*** Текст
Юрий Нагибин - Время жить
Вот как фехтует Кедров за честь Хлебникова: «…Хлебникову здесь важно передать психологическое ощущение протяженного времени, чтобы внутри каждой строки „Перевертня“ читатель разглядел движение от прошлого к будущему и обратно. То, что для других — лишь формалистическое штукарство, для Хлебникова — поиск новых возможностей в человеческом мироведении». Словом, не игра, не фокус, а всплеск непрестанно напрягающейся над главной задачей мысли.
«Пора представить поэзию Хлебникова, — пишет Кедров, — как целостное явление, не делить его стихи на заумные и незаумные, не выхватывать отдельные места и строки, а понять, что было главным для самого поэта. Учитель Маяковского, Заболоцкого, Мартынова имеет право на то, чтобы мы прислушались именно к его собственному голосу». Золотые слова!..
******
*** Исходные данные
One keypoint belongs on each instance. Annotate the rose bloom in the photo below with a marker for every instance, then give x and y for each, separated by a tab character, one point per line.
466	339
******
__Что нужно сделать__:
Ответьте на вопросы по тексту о поэзии Хлебникова.
1. Какое ощущение, по словам Кедрова, Хлебникову важно передать в «Перевертне»?
2. На какие стихи Кедров призывает не делить стихи Хлебникова?
3. Учителем каких поэтов Кедров называет Хлебникова?

__Ответ__:
1. Психологическое ощущение протяженного времени.
2. На заумные и незаумные.
3. Маяковского, Заболоцкого, Мартынова.